As a second step, we show that \(\Theta \) is uniformly globally attractive for \((S_u)_{u\in \mathcal {U}_0} = S_0\), that is, for every \(\varepsilon >0\) and \(r>0\) there exists a time \(\tau (\varepsilon ,r) \in \mathbb {R}^+_0\) such that

$$\begin{aligned} \left\| S_0(t,0,x) \right\| _{\Theta } < \varepsilon \quad (t \ge \tau (\varepsilon ,r)) \end{aligned}$$
(2.29)

for every \(x \in \overline{B}_r(\Theta )\) (Definition 2.8 of [20]). Indeed, this immediately follows from the uniform attractivity (2.23) of \(\Theta \) for \(S_0\) with \(B := \overline{B}_r(\Theta )\).

As a third step, we can now conclude the desired uniform global asymptotic stability of \(\Theta \) for \((S_u)_{u\in \mathcal {U}_0} = S_0\) from Theorem 4.2 of [20] and the first two steps. \(\square \)

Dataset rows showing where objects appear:
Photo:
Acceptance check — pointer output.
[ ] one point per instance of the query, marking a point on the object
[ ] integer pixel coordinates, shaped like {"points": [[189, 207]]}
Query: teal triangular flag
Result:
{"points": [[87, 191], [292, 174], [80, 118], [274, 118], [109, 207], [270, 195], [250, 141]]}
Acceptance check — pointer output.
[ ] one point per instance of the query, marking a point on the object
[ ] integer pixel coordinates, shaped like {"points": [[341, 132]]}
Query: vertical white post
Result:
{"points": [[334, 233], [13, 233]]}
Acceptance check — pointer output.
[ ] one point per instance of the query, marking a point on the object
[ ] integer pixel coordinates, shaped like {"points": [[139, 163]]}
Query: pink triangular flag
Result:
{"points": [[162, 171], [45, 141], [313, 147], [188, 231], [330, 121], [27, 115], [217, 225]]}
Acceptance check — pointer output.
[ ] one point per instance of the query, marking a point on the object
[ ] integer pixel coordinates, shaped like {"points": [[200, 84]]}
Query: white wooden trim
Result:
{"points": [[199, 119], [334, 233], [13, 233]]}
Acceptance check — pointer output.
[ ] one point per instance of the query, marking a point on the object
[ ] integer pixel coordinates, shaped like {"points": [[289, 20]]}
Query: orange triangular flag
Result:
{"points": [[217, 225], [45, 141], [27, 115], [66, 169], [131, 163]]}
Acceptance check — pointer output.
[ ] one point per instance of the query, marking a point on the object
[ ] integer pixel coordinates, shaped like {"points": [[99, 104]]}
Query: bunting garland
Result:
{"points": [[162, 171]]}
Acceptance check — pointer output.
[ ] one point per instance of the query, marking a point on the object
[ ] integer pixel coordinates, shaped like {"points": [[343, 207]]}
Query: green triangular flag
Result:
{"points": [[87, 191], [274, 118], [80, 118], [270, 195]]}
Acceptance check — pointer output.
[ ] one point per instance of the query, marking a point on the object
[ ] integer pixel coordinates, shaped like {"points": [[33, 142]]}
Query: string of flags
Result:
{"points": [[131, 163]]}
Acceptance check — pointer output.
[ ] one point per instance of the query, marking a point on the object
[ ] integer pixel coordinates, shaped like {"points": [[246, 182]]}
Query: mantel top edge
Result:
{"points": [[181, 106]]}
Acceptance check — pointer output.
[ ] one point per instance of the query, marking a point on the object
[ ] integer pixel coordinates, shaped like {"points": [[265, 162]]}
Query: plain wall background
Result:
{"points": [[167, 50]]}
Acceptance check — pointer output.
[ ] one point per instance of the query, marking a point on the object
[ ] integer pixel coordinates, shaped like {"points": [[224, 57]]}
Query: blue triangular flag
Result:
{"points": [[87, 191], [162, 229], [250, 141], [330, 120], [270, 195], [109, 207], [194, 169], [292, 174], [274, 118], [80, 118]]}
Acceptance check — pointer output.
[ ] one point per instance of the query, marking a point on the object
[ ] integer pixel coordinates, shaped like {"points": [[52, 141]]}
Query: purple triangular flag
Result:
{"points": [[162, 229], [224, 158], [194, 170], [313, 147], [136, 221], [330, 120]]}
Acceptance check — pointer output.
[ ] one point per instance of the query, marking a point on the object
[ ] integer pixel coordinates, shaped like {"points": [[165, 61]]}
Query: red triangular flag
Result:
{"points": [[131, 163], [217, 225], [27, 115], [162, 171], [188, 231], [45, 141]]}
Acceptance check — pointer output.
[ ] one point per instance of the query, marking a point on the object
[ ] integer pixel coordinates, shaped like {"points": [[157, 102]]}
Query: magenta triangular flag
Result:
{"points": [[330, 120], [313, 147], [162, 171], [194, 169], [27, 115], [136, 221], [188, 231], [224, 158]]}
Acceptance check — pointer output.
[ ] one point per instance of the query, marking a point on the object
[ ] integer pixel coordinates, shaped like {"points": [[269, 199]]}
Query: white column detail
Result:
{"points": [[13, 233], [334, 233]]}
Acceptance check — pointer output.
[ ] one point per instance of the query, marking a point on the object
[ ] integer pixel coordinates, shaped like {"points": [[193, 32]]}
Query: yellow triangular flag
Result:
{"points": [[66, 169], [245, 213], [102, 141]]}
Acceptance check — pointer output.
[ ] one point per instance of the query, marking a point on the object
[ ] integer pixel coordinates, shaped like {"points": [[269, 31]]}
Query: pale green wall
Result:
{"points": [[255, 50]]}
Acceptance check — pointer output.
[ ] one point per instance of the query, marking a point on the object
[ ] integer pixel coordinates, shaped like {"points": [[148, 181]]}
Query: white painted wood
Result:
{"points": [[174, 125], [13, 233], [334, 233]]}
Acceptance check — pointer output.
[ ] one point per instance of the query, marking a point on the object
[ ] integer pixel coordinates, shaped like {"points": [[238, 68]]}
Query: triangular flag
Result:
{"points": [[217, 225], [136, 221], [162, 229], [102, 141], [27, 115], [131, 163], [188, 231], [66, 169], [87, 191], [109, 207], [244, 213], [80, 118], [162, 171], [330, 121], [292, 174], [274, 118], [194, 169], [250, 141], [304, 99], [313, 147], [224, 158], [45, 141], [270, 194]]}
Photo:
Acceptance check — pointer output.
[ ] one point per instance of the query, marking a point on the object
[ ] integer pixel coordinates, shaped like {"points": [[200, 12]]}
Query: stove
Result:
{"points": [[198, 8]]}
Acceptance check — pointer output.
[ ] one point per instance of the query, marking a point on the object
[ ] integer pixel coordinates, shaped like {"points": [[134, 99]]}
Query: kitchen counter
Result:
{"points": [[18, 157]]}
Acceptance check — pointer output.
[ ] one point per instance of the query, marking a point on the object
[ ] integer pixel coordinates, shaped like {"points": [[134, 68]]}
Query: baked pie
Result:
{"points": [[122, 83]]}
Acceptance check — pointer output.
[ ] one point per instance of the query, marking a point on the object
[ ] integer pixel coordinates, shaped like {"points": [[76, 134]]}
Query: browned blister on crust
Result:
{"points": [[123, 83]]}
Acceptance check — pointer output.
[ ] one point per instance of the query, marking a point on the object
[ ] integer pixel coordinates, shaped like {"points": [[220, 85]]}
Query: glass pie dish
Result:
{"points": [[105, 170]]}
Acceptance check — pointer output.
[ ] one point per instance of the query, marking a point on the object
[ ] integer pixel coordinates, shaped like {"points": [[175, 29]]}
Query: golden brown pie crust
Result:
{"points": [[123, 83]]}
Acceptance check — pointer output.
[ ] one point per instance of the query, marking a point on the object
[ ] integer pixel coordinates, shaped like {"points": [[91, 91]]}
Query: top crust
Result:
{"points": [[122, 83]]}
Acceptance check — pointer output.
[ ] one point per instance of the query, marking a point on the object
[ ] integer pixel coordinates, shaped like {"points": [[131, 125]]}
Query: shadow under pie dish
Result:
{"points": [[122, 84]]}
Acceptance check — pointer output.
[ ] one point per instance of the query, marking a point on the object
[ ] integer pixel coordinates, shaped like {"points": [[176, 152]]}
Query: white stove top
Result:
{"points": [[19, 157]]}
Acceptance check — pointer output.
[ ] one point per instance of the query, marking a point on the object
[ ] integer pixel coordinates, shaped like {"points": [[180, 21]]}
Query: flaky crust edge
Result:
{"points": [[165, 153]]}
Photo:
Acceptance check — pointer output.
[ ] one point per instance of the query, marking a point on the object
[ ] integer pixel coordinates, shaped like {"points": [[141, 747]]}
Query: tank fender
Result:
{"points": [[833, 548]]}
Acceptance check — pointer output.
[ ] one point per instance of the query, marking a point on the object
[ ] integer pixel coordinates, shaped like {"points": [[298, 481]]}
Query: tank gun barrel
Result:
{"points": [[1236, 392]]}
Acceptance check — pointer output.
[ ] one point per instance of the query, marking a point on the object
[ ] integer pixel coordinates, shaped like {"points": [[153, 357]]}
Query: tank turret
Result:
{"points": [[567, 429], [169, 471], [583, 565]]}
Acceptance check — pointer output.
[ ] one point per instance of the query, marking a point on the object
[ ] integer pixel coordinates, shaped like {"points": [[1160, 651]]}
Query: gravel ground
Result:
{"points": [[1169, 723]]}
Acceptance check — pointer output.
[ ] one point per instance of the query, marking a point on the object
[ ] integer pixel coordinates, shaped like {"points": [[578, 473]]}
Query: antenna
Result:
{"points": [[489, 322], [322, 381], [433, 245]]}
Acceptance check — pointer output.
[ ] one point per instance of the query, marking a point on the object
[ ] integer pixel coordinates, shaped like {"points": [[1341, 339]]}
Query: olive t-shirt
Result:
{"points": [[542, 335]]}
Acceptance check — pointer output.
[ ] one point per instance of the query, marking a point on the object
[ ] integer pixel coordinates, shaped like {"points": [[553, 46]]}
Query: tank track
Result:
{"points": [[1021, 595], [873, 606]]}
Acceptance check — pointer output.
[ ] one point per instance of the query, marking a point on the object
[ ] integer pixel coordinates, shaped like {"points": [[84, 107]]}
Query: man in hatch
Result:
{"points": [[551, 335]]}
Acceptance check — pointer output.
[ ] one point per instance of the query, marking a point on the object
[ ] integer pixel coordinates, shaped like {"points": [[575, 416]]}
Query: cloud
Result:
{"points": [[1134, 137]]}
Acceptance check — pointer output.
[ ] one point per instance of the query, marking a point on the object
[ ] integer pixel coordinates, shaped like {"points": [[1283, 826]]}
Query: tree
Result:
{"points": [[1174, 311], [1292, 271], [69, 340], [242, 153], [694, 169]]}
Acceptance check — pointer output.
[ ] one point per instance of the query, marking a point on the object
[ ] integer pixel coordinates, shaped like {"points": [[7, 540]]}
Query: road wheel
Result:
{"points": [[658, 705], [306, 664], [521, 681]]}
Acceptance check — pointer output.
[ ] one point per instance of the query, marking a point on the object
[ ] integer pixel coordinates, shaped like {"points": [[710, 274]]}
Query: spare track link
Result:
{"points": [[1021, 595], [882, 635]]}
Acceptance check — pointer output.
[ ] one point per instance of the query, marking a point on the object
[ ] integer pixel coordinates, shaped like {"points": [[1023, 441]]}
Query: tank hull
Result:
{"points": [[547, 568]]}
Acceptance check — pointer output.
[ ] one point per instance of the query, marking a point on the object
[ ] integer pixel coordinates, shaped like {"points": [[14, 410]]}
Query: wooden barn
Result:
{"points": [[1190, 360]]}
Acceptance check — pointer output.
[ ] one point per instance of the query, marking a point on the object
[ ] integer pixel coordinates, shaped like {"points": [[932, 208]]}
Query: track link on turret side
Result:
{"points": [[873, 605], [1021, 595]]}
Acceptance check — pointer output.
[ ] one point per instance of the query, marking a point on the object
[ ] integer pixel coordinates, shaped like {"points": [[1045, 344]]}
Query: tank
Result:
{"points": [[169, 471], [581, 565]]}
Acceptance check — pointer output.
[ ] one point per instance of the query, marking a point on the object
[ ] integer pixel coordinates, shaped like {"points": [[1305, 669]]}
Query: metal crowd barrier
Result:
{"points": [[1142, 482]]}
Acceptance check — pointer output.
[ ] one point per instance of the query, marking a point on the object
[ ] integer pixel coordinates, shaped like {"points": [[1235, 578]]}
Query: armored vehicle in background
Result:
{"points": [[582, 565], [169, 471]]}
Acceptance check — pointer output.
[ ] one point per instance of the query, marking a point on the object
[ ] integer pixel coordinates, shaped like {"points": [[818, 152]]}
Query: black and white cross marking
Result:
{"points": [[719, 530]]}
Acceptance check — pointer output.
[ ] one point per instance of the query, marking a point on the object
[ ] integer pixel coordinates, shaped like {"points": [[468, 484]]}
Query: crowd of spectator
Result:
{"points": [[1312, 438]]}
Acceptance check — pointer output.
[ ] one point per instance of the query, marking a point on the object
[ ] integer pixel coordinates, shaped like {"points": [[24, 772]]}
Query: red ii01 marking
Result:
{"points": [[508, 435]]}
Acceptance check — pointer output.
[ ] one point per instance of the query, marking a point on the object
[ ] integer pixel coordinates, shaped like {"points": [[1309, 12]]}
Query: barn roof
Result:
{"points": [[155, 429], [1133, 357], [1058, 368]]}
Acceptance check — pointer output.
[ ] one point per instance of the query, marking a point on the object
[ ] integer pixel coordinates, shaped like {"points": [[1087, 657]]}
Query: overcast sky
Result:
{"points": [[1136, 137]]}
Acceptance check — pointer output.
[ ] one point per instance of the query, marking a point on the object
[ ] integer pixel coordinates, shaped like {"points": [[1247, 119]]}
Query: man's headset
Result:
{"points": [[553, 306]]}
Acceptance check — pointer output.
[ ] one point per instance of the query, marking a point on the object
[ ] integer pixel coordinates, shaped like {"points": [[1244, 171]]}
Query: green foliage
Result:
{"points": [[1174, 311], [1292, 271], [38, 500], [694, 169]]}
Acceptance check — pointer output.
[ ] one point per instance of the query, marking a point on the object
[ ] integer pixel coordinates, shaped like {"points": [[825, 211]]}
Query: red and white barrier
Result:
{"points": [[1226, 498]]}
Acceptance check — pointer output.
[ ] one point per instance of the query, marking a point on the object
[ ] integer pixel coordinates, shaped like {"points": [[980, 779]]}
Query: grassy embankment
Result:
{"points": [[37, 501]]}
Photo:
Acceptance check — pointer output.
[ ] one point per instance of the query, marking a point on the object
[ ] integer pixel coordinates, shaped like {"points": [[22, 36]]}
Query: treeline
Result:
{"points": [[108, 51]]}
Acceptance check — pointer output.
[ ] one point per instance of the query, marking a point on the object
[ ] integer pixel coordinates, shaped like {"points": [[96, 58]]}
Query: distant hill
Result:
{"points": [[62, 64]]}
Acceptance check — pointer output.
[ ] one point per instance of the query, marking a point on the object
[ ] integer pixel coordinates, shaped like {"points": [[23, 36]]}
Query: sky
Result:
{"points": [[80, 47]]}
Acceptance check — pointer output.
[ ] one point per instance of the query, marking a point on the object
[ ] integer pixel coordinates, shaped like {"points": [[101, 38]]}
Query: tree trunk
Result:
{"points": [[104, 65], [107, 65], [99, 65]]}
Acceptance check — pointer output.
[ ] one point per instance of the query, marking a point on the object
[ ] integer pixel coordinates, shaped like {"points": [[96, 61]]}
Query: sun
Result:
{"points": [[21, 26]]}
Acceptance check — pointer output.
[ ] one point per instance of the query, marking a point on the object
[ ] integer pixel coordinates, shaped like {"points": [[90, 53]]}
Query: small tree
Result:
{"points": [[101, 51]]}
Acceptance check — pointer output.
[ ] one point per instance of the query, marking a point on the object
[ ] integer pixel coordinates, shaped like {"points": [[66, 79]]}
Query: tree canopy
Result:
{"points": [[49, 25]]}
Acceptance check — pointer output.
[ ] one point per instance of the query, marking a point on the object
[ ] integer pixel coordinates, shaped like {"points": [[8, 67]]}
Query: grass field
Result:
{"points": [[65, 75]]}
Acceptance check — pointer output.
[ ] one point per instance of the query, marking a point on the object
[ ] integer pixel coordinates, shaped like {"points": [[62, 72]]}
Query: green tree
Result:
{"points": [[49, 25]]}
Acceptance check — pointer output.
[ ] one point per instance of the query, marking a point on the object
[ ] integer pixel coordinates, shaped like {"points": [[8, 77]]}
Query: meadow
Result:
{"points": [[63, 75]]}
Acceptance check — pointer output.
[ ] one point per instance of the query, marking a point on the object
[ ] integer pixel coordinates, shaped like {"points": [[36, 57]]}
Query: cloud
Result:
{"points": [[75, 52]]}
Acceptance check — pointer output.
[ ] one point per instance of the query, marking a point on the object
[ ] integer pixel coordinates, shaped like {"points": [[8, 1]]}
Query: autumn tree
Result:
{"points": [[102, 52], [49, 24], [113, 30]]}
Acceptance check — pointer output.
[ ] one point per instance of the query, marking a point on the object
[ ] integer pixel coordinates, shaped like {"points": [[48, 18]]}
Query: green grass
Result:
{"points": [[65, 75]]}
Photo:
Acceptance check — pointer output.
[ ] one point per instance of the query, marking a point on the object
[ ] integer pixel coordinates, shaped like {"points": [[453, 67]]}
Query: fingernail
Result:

## GIVEN TASK A
Tally how many lines of the listing contain the string "link", treating uppercase and lowercase as different, and give only that number.
## GIVEN TASK B
Write the next part of the stability proof excerpt, picking up right after its final sentence.

## RESPONSE A
2

## RESPONSE B
3 A local input-to-state stability result

In this section, we establish our local input-to-state stability result for the disturbed reaction–diffusion system (1.1). We begin by showing that the undisturbed system (1.2) has a local Lyapunov function and, for that purpose, we will argue in a similar way as [10] (Theorem 4.2.1).

Lemma 3.1

Suppose that Condition 2.3 is satisfied and let \(\Theta \) be the global attractor of the undisturbed system \(S_0\). Then, for every \(r_0 > 0\) there exists a Lipschitz continuous function \(V: \overline{B}_{r_0}(\Theta ) \rightarrow \mathbb {R}^+_0\) with Lipschitz constant 1 and comparison functions \(\underline{\psi }, \overline{\psi }, \alpha \in \mathcal {K}_{\infty }\) such that

$$\begin{aligned}&\displaystyle \underline{\psi }(\left\| x \right\| _{\Theta }) \le V(x) \le \overline{\psi }(\left\| x \right\| _{\Theta }) \quad (x \in \overline{B}_{r_0}(\Theta )) \end{aligned}$$
(3.1)
$$\begin{aligned}&\displaystyle \dot{V}_0(x) \le -\alpha (\Vert {x}\Vert _{\Theta }) \qquad (x \in B_{r_0}(\Theta )), \nonumber \\ \end{aligned}$$
(3.2)

where \(\dot{V}_0(x) := \varlimsup _{t\rightarrow 0+} \frac{1}{t}\big (V(S_0(t,0,x))-V(x) \big ).\)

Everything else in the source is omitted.